TO BE DONE: Arrange the lines below as a JSON list of strings, one string per line, leaving out any blank lines.

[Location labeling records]
§ §
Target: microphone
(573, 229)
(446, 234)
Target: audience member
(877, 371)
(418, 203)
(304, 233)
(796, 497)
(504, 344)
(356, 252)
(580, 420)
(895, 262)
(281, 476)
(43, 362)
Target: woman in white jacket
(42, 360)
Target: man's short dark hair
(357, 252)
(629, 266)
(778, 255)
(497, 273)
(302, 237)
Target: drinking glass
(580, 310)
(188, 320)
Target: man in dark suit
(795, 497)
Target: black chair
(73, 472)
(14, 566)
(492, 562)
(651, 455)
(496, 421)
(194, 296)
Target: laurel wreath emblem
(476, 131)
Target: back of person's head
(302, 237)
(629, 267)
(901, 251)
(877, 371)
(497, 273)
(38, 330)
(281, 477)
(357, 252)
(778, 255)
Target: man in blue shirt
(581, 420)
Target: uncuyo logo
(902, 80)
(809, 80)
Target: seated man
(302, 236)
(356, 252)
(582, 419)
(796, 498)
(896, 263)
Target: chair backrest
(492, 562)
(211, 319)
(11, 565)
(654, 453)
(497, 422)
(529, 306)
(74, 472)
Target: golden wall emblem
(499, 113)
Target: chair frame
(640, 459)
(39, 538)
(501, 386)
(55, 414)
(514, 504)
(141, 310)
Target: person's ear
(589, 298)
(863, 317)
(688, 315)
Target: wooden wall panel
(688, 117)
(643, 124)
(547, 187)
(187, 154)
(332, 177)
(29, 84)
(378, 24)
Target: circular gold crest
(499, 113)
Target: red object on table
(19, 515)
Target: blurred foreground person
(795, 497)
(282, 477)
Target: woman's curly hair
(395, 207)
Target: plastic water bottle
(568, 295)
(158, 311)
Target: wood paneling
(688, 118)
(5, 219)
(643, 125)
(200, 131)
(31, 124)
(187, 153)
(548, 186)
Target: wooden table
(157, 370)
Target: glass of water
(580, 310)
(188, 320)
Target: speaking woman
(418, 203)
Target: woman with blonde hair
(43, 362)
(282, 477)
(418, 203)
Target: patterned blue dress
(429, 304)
§ §
TASK ANSWER:
[
  "Target: microphone",
  "(573, 229)",
  "(446, 234)",
  "Target: audience member",
  "(877, 371)",
  "(418, 203)",
  "(304, 233)",
  "(796, 497)",
  "(504, 344)",
  "(356, 252)",
  "(580, 420)",
  "(895, 262)",
  "(281, 476)",
  "(43, 362)",
  "Target: woman in white jacket",
  "(42, 360)",
  "Target: man's short dark hair",
  "(357, 252)",
  "(629, 266)",
  "(778, 255)",
  "(497, 273)",
  "(302, 237)",
  "Target: drinking glass",
  "(580, 310)",
  "(188, 320)",
  "Target: man in dark suit",
  "(795, 497)",
  "Target: black chair",
  "(73, 472)",
  "(14, 566)",
  "(492, 562)",
  "(651, 455)",
  "(496, 421)",
  "(194, 296)",
  "Target: laurel wreath emblem",
  "(476, 131)",
  "Target: back of person's head",
  "(302, 237)",
  "(629, 267)",
  "(901, 251)",
  "(877, 371)",
  "(497, 273)",
  "(38, 330)",
  "(281, 477)",
  "(357, 252)",
  "(778, 255)",
  "Target: man in blue shirt",
  "(581, 420)",
  "Target: uncuyo logo",
  "(902, 80)",
  "(809, 80)",
  "Target: seated man",
  "(302, 236)",
  "(356, 252)",
  "(582, 419)",
  "(796, 498)",
  "(896, 263)",
  "Target: chair backrest",
  "(492, 562)",
  "(211, 319)",
  "(11, 565)",
  "(654, 453)",
  "(497, 422)",
  "(529, 306)",
  "(74, 472)",
  "Target: golden wall emblem",
  "(499, 113)",
  "Target: chair frame",
  "(640, 459)",
  "(39, 538)",
  "(501, 386)",
  "(55, 414)",
  "(514, 504)",
  "(141, 310)",
  "Target: person's ear",
  "(589, 298)",
  "(863, 317)",
  "(688, 315)",
  "Target: wooden wall panel",
  "(688, 117)",
  "(643, 124)",
  "(547, 187)",
  "(187, 154)",
  "(332, 177)",
  "(29, 84)",
  "(378, 24)",
  "Target: circular gold crest",
  "(499, 113)",
  "Target: red object on table",
  "(19, 515)",
  "Target: blurred foreground person",
  "(795, 497)",
  "(282, 477)",
  "Target: woman's curly hair",
  "(395, 207)",
  "Target: plastic water bottle",
  "(568, 295)",
  "(158, 311)",
  "Target: wood paneling",
  "(688, 118)",
  "(5, 219)",
  "(643, 125)",
  "(200, 131)",
  "(31, 124)",
  "(187, 153)",
  "(548, 186)",
  "Target: wooden table",
  "(157, 370)",
  "Target: glass of water",
  "(580, 310)",
  "(188, 320)",
  "Target: speaking woman",
  "(418, 203)",
  "Target: woman with blonde hair",
  "(43, 362)",
  "(282, 477)",
  "(418, 203)",
  "Target: patterned blue dress",
  "(429, 304)"
]